"""

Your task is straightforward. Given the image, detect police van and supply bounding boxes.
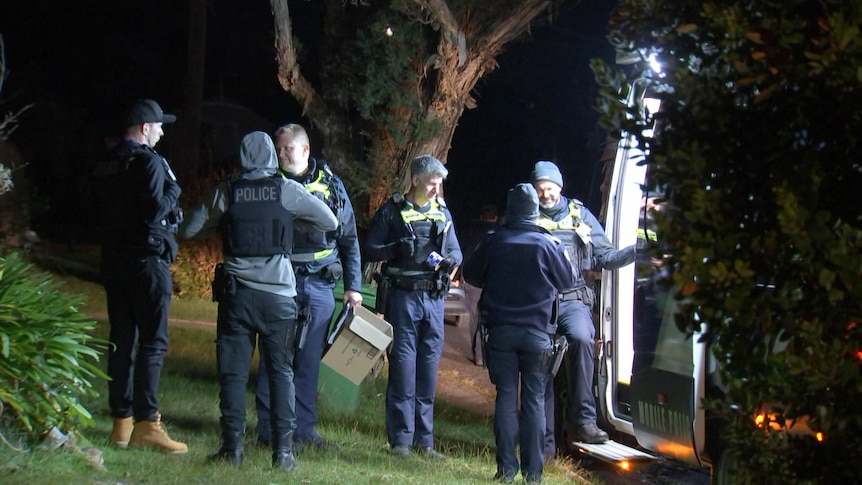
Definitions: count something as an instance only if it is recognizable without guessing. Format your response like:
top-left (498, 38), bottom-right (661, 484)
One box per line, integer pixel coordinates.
top-left (555, 89), bottom-right (731, 483)
top-left (555, 85), bottom-right (823, 484)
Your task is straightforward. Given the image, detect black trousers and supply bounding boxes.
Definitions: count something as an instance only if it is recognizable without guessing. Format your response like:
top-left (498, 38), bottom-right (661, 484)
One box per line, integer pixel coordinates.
top-left (102, 255), bottom-right (173, 421)
top-left (216, 284), bottom-right (296, 438)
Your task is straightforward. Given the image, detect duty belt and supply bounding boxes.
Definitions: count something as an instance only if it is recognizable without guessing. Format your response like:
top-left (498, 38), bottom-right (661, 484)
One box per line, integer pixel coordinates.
top-left (392, 277), bottom-right (443, 291)
top-left (557, 288), bottom-right (586, 301)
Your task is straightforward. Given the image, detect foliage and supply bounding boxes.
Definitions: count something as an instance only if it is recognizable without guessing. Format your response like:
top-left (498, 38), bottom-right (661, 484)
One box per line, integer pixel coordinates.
top-left (271, 0), bottom-right (565, 217)
top-left (595, 0), bottom-right (862, 483)
top-left (0, 253), bottom-right (107, 444)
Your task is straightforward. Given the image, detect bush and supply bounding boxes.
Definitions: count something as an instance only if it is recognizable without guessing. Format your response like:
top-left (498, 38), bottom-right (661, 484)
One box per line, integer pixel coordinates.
top-left (0, 253), bottom-right (108, 440)
top-left (596, 0), bottom-right (862, 483)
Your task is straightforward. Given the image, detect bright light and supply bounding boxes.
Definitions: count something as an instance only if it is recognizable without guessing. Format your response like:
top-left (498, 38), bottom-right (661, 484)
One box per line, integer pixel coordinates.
top-left (649, 52), bottom-right (661, 74)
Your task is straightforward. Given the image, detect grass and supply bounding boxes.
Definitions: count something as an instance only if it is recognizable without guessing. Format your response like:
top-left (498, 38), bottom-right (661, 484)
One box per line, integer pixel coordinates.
top-left (0, 266), bottom-right (589, 485)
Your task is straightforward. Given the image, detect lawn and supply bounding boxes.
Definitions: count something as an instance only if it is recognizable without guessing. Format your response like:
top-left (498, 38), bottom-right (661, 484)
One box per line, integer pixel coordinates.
top-left (0, 260), bottom-right (589, 485)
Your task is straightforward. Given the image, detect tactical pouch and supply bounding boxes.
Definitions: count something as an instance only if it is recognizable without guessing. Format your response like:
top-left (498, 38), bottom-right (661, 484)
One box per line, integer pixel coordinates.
top-left (479, 317), bottom-right (489, 367)
top-left (544, 335), bottom-right (569, 377)
top-left (294, 306), bottom-right (311, 352)
top-left (374, 273), bottom-right (392, 315)
top-left (320, 261), bottom-right (344, 283)
top-left (212, 263), bottom-right (236, 302)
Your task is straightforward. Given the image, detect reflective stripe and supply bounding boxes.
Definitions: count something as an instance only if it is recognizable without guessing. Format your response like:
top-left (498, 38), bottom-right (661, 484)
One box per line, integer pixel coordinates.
top-left (290, 248), bottom-right (335, 263)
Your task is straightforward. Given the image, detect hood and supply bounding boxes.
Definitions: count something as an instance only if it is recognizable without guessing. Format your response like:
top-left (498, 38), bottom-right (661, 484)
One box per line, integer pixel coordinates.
top-left (239, 131), bottom-right (278, 179)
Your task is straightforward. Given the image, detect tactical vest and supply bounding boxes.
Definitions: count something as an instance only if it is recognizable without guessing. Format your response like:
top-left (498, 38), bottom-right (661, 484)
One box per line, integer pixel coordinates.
top-left (536, 199), bottom-right (593, 277)
top-left (222, 176), bottom-right (293, 257)
top-left (400, 197), bottom-right (448, 270)
top-left (291, 161), bottom-right (345, 263)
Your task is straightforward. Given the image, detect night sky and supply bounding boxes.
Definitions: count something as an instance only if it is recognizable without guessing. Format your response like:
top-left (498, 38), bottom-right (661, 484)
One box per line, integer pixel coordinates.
top-left (0, 0), bottom-right (614, 238)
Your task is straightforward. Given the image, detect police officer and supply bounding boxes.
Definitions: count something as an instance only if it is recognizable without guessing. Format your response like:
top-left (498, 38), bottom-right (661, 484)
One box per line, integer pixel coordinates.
top-left (463, 184), bottom-right (574, 483)
top-left (101, 99), bottom-right (188, 453)
top-left (364, 155), bottom-right (461, 459)
top-left (180, 131), bottom-right (338, 472)
top-left (256, 124), bottom-right (362, 451)
top-left (531, 161), bottom-right (635, 452)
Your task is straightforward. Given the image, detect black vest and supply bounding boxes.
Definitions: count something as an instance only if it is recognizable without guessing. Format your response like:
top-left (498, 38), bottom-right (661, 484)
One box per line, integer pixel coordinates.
top-left (222, 176), bottom-right (293, 257)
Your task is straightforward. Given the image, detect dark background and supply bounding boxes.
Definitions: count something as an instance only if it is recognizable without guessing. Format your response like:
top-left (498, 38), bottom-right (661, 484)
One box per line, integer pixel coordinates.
top-left (0, 0), bottom-right (614, 238)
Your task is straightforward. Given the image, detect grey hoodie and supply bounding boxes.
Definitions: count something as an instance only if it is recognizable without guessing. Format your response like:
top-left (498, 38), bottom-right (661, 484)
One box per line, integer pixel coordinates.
top-left (179, 131), bottom-right (338, 296)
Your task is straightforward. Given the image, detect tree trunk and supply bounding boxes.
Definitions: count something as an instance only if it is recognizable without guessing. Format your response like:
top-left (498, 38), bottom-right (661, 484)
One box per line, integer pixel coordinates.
top-left (270, 0), bottom-right (564, 225)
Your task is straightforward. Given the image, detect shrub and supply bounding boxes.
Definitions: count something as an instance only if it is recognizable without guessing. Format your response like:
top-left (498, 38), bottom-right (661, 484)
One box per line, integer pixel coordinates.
top-left (596, 0), bottom-right (862, 483)
top-left (0, 253), bottom-right (108, 439)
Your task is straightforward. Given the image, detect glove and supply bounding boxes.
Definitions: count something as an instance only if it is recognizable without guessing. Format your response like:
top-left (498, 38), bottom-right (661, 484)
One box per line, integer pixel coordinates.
top-left (398, 237), bottom-right (416, 259)
top-left (440, 256), bottom-right (458, 273)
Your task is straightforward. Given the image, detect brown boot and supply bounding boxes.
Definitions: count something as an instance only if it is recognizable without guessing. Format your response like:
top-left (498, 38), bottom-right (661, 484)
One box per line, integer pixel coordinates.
top-left (129, 414), bottom-right (189, 453)
top-left (111, 416), bottom-right (134, 448)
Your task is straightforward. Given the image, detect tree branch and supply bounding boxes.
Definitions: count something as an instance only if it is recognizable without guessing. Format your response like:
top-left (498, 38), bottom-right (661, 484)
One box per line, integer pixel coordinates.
top-left (270, 0), bottom-right (320, 115)
top-left (416, 0), bottom-right (467, 67)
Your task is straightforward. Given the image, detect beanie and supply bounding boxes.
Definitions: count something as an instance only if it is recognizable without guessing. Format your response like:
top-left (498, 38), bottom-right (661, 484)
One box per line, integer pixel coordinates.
top-left (506, 184), bottom-right (539, 223)
top-left (530, 161), bottom-right (563, 188)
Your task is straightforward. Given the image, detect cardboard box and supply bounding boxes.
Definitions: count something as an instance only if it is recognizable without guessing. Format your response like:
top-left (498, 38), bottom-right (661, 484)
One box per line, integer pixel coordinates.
top-left (322, 307), bottom-right (393, 386)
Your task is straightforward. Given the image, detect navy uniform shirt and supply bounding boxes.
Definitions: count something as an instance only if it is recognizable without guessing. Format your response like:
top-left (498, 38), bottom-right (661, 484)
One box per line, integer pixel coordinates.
top-left (463, 222), bottom-right (575, 333)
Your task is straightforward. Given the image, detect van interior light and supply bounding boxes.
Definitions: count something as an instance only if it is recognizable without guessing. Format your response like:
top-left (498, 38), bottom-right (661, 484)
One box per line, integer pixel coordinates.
top-left (649, 52), bottom-right (661, 74)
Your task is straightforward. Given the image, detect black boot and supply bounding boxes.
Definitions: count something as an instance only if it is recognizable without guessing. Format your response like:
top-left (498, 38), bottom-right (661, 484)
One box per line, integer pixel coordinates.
top-left (207, 431), bottom-right (243, 467)
top-left (272, 431), bottom-right (296, 472)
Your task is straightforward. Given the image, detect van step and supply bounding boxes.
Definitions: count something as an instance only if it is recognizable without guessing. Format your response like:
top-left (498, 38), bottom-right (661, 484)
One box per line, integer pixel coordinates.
top-left (572, 440), bottom-right (656, 470)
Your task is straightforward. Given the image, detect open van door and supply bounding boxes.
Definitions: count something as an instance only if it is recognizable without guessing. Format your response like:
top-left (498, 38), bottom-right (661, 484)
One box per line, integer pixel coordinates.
top-left (596, 91), bottom-right (706, 465)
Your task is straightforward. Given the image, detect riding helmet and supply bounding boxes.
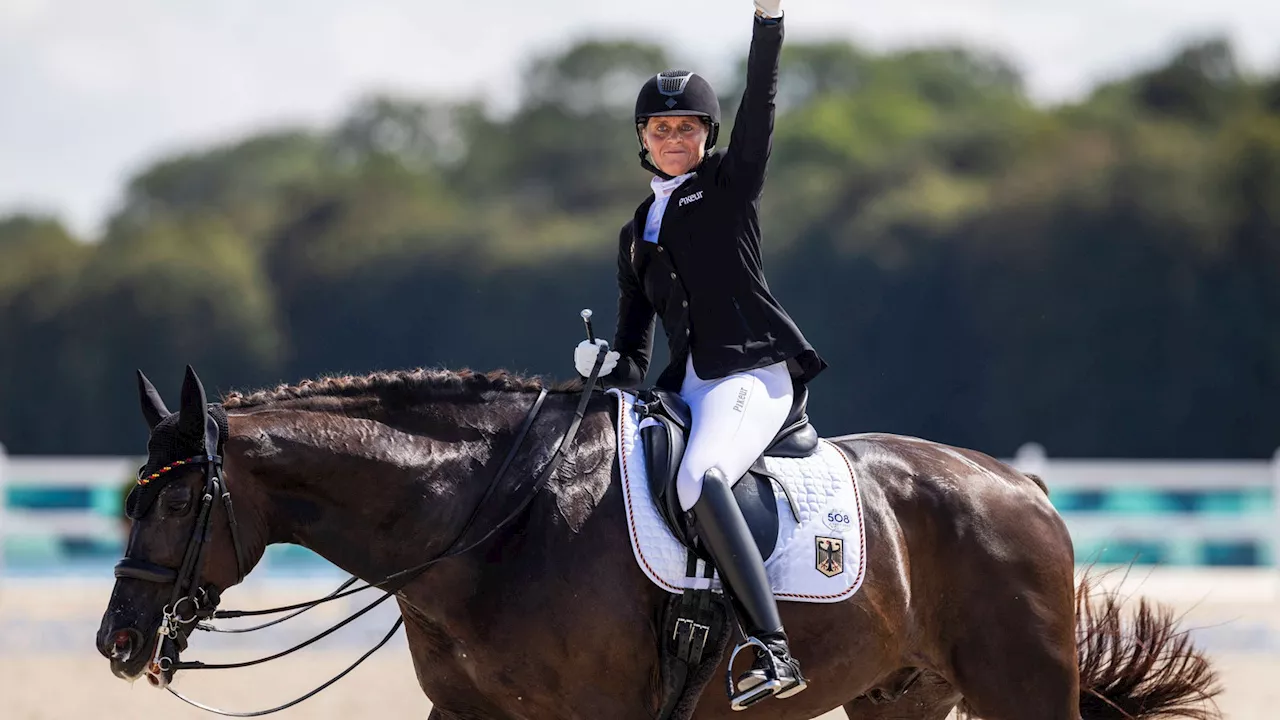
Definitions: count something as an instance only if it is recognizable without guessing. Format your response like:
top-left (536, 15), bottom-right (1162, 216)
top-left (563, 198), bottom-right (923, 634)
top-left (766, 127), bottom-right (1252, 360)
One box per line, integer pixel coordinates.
top-left (635, 70), bottom-right (721, 176)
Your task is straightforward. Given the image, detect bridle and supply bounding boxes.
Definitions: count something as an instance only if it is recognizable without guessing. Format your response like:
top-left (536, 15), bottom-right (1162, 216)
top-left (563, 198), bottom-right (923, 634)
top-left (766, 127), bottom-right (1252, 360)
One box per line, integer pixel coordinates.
top-left (115, 413), bottom-right (248, 684)
top-left (115, 347), bottom-right (607, 717)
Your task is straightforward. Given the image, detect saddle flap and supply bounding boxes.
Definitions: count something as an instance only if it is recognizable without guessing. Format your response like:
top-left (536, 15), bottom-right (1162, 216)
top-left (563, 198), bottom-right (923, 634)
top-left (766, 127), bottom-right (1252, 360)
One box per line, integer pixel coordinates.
top-left (640, 415), bottom-right (778, 560)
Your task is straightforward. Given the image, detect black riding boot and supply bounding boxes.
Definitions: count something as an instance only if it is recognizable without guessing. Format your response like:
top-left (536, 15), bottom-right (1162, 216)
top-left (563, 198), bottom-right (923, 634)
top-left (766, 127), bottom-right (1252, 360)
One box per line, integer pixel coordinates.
top-left (692, 469), bottom-right (806, 710)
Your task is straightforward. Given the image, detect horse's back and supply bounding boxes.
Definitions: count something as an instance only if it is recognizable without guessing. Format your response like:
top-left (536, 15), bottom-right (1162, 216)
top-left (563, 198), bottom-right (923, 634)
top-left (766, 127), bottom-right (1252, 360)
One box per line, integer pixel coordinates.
top-left (828, 433), bottom-right (1074, 638)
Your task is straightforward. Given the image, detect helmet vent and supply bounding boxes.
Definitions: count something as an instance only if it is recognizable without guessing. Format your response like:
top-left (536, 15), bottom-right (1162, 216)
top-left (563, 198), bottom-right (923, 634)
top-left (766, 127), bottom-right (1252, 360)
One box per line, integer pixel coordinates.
top-left (658, 70), bottom-right (694, 96)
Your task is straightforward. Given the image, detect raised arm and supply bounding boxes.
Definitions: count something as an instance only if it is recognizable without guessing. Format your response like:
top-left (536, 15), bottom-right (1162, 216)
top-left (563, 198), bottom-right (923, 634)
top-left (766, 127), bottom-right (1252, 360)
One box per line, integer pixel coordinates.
top-left (721, 0), bottom-right (783, 199)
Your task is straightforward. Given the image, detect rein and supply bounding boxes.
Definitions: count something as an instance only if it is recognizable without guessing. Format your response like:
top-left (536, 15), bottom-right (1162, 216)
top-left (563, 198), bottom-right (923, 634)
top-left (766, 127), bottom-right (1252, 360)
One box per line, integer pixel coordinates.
top-left (123, 347), bottom-right (607, 717)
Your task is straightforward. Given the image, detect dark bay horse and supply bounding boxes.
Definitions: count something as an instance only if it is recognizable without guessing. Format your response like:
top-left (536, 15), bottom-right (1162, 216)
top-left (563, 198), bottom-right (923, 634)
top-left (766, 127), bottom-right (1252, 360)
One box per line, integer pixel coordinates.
top-left (97, 368), bottom-right (1219, 720)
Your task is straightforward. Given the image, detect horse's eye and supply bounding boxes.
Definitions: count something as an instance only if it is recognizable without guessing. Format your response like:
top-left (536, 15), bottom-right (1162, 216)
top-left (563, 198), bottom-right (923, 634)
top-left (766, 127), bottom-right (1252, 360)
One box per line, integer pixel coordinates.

"""

WRITTEN TASK:
Reproduce the rows from the line with "Your task is straightforward. Given the image, detect navy" to the line with "top-left (596, 91), bottom-right (706, 465)", swapping every "van" for "vehicle" and leaving everything else unchanged.

EXPECTED OUTPUT:
Your task is straightforward. Given the image, detect navy uniform shirt and supply bounding boxes.
Definitions: count something as an instance only if it is recognizable without guessing. Format your response like:
top-left (498, 38), bottom-right (661, 484)
One box per line, integer pixel coordinates.
top-left (463, 222), bottom-right (575, 333)
Your task is straightforward. Given the image, detect vehicle interior light and supply bounding boxes.
Definitions: count something as an instance only if it is recognizable without guessing. Format your response like:
top-left (498, 38), bottom-right (661, 484)
One box per line, integer pixel coordinates.
top-left (649, 52), bottom-right (661, 74)
Your task is straightforward. Given the image, detect black boot and supply bounding boxes.
Definitions: count something as an instance only if it is recognizable without guessing. Format your response like:
top-left (498, 38), bottom-right (661, 484)
One box per line, integer pixel coordinates.
top-left (207, 431), bottom-right (243, 467)
top-left (272, 431), bottom-right (296, 472)
Your task is straightforward. Given the image, detect vehicle step and supply bounding boxes.
Definitions: count something as an instance only if it is recognizable without guessing. Format your response like:
top-left (498, 38), bottom-right (661, 484)
One box per line, integer pixel coordinates.
top-left (572, 440), bottom-right (656, 470)
Your task is straightforward. Given the image, detect open vehicle door and supply bounding boxes.
Definitions: count something as an instance only if it is recognizable without guessing. Format your response like:
top-left (498, 38), bottom-right (661, 484)
One box per line, integer pixel coordinates.
top-left (596, 91), bottom-right (706, 465)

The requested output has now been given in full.